=== TASK DIRECTIONS ===
How many lines in the entries below contain the string "rear"? Give only the number.
[start EXTRACTED ENTRIES]
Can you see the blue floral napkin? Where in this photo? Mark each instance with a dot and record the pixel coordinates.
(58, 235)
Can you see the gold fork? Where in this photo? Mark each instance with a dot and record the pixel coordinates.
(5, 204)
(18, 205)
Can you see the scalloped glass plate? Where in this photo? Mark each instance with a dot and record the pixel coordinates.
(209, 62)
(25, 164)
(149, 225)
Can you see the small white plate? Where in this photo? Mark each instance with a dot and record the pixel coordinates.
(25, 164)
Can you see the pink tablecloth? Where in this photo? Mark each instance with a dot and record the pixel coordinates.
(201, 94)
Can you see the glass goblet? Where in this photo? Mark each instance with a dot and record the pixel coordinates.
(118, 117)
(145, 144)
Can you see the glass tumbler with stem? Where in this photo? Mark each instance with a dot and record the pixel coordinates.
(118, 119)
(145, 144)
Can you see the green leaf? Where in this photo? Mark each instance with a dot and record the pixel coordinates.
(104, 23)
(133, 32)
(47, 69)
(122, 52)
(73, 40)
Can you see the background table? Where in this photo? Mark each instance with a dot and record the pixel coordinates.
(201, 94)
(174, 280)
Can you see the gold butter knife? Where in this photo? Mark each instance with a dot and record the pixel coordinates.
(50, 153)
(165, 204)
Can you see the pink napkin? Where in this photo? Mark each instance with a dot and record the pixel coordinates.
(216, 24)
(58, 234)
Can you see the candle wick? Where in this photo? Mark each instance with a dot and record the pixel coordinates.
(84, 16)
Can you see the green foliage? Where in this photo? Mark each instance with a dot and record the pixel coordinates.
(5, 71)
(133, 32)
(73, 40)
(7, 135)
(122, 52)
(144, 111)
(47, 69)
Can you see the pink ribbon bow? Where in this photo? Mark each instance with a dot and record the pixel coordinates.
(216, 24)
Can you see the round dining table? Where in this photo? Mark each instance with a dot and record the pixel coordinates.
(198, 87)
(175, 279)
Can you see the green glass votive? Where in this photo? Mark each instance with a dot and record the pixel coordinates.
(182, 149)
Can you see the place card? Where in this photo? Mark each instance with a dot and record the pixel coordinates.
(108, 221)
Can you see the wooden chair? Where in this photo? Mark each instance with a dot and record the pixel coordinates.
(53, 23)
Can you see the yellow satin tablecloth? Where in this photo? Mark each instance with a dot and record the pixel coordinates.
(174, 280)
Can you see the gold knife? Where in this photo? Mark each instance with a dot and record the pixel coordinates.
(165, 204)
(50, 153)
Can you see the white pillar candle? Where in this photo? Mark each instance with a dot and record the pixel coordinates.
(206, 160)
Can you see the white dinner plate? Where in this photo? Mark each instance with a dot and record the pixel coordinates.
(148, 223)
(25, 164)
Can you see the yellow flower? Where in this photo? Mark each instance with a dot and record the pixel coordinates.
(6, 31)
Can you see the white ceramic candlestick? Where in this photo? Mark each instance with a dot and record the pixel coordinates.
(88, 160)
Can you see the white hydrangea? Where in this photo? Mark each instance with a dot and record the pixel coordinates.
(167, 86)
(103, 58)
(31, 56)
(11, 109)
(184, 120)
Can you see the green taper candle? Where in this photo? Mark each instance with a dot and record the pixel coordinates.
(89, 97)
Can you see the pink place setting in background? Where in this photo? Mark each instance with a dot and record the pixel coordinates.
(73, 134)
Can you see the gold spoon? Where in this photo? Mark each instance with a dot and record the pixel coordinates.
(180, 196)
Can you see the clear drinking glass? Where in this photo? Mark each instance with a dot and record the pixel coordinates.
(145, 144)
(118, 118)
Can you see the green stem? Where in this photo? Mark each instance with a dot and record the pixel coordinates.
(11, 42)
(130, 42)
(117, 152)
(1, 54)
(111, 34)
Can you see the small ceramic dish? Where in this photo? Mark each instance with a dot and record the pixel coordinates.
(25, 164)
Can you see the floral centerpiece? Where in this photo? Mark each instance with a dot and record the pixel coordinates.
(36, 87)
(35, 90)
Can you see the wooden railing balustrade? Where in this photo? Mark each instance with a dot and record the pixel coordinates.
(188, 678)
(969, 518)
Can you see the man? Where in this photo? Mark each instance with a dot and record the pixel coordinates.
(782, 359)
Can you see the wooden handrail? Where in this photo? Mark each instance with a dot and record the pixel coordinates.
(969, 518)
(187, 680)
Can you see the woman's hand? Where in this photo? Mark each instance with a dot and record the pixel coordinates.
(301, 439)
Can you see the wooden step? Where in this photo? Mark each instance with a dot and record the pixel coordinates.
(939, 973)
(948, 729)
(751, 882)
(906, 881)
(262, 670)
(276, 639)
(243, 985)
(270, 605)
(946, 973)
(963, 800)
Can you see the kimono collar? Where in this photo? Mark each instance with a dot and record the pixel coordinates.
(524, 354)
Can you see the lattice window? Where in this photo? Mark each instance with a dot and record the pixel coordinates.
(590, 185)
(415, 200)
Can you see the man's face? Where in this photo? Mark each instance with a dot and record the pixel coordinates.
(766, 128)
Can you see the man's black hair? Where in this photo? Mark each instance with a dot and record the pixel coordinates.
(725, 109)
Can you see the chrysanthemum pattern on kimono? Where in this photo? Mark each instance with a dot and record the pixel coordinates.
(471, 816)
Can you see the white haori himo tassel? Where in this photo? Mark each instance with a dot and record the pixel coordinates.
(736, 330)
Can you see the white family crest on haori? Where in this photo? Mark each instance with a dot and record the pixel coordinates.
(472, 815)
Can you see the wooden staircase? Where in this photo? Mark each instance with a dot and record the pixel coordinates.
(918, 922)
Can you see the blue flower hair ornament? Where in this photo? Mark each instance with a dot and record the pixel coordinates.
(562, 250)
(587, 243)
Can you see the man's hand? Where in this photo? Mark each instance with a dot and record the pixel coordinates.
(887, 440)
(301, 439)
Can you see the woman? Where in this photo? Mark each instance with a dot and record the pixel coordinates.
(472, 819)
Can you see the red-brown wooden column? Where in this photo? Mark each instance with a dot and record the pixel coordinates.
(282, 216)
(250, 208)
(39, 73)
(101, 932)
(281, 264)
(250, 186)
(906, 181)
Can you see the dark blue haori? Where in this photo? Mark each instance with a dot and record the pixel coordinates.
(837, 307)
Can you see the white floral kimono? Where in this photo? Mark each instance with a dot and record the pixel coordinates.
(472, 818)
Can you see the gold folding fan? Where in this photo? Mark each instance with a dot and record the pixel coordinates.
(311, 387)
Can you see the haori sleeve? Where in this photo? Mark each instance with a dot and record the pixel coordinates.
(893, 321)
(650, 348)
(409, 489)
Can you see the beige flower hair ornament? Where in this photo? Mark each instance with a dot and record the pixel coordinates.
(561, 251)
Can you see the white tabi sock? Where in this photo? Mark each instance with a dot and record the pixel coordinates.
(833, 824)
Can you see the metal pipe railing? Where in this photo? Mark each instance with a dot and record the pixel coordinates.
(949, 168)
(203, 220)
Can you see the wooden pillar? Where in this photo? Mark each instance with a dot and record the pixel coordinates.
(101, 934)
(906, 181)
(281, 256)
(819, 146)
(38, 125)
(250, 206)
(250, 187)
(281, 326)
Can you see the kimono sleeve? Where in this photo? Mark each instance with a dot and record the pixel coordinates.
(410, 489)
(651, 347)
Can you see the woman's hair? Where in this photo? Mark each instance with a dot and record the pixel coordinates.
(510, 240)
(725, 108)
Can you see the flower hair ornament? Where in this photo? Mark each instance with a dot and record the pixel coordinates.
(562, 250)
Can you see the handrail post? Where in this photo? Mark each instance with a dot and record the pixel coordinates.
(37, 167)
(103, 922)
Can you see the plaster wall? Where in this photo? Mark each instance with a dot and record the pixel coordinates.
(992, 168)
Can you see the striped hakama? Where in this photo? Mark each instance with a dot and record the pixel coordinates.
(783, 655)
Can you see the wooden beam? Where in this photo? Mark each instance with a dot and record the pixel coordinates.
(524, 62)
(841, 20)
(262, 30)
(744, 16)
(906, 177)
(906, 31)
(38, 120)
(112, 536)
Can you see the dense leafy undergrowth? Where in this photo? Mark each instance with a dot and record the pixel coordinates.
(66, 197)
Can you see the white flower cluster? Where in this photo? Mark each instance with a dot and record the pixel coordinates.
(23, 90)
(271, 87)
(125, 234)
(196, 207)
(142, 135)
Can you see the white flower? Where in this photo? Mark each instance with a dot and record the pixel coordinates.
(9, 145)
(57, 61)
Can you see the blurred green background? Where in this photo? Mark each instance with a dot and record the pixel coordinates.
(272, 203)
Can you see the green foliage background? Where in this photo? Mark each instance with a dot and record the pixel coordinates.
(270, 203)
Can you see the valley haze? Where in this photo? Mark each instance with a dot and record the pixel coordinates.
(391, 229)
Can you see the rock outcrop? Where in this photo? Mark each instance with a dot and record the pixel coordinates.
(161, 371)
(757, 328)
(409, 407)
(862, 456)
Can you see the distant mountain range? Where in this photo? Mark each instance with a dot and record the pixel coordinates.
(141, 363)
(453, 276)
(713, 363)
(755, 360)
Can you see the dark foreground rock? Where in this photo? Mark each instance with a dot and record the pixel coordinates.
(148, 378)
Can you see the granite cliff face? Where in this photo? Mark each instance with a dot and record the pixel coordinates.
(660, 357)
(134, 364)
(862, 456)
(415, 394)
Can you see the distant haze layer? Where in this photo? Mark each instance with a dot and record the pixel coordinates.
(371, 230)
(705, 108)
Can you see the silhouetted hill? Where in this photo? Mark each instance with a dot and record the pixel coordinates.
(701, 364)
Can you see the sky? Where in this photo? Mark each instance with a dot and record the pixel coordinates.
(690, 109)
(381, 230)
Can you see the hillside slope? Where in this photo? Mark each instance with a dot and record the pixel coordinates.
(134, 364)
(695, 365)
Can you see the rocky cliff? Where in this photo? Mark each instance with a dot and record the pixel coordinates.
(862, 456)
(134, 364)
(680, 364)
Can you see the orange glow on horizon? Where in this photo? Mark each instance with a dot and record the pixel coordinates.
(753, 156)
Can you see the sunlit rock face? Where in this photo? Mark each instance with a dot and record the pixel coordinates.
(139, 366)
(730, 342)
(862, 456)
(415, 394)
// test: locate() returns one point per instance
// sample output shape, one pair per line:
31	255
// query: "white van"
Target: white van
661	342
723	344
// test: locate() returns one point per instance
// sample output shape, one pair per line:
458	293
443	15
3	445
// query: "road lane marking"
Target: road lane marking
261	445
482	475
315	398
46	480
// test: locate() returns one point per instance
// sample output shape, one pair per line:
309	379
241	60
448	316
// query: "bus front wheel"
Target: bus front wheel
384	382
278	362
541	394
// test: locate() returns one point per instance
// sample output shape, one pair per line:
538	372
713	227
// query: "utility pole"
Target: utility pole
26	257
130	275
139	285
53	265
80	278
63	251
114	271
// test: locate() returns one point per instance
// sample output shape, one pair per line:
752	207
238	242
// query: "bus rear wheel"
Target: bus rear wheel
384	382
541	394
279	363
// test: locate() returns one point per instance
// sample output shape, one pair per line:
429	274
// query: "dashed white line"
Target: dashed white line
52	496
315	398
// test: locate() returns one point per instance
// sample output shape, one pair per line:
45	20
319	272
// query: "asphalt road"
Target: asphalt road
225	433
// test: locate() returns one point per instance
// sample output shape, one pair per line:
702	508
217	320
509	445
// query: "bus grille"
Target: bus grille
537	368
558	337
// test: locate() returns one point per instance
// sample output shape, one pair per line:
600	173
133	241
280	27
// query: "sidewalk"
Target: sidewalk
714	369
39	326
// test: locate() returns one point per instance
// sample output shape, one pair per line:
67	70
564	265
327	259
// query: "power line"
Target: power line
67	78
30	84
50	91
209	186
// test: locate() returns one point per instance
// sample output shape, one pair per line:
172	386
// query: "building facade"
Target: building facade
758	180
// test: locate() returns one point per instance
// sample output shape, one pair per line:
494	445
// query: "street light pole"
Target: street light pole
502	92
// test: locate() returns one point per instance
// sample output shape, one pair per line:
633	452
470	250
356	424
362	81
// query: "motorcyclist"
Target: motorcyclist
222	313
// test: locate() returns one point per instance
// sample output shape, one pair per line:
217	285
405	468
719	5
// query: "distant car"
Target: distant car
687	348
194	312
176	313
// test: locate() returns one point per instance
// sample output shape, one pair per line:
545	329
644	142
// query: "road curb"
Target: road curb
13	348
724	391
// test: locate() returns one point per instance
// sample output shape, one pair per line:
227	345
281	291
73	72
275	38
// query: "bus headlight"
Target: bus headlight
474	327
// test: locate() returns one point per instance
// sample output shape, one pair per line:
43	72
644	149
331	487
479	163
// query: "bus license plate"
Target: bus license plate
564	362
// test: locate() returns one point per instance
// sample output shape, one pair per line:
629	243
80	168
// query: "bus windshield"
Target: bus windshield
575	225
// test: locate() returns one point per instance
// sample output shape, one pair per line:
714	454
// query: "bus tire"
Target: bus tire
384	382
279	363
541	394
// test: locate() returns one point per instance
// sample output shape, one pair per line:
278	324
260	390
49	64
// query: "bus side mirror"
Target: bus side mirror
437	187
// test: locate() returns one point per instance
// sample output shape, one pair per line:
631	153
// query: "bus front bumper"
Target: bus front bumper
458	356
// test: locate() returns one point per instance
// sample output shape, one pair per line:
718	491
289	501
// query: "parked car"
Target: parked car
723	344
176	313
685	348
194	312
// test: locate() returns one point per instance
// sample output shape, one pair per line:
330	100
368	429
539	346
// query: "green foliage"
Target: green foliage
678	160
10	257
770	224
[end EXTRACTED ENTRIES]
=== OUTPUT ===
2